● ENTRIES PROVIDED
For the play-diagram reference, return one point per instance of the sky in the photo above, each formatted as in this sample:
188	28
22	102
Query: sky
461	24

==

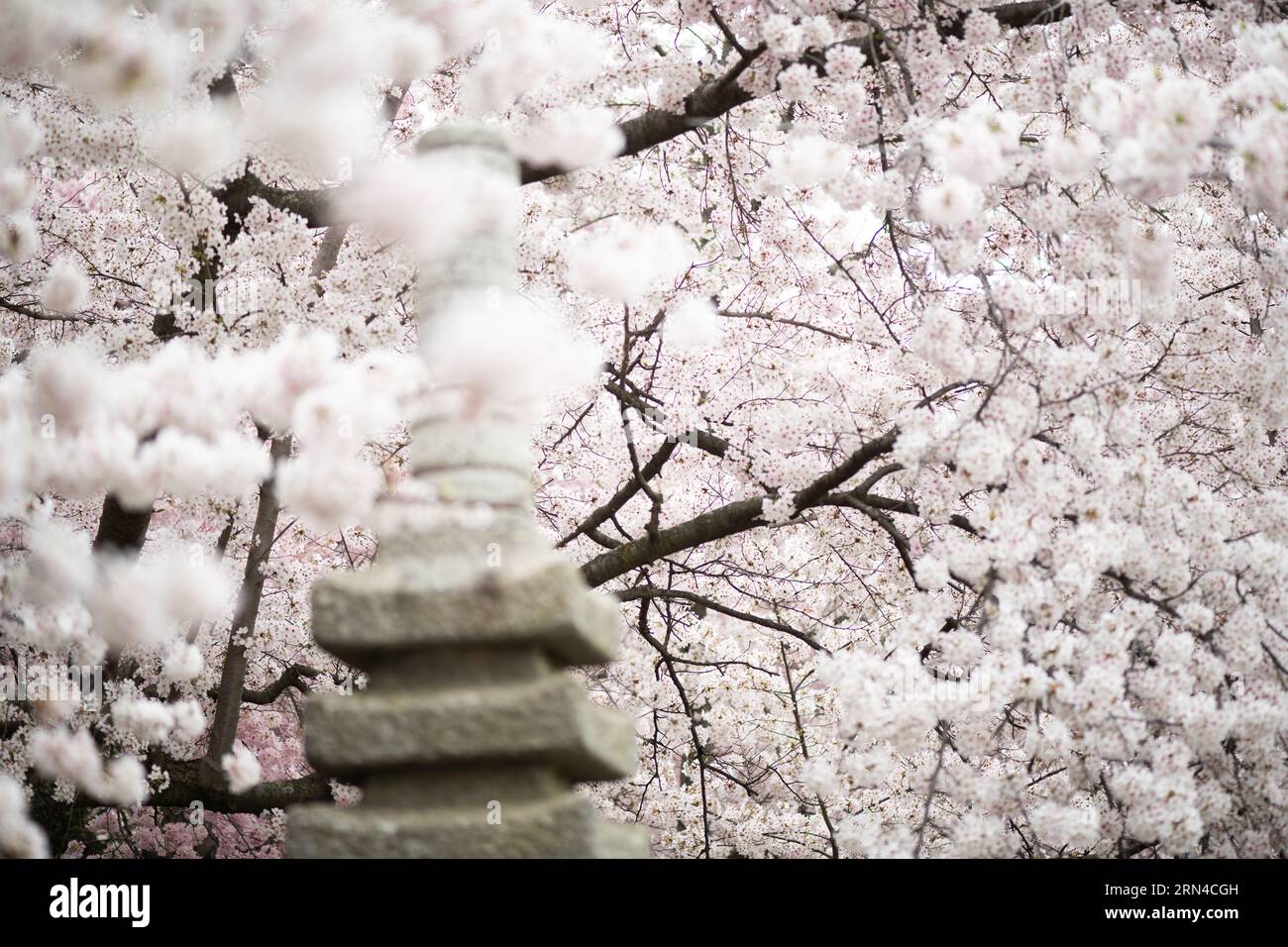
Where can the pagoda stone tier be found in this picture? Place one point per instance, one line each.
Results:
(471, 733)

● YOUR INSTRUCTIONS
Pull out every line of the items above that contains the string "instance". Case counts.

● COMPLETE RESPONSE
For the play-diagram reference, return one point per instance of the sky in the photo above, each formatted as in this sample:
Where can the pagoda stone tier be found in this picture? Place one point per instance, one line each.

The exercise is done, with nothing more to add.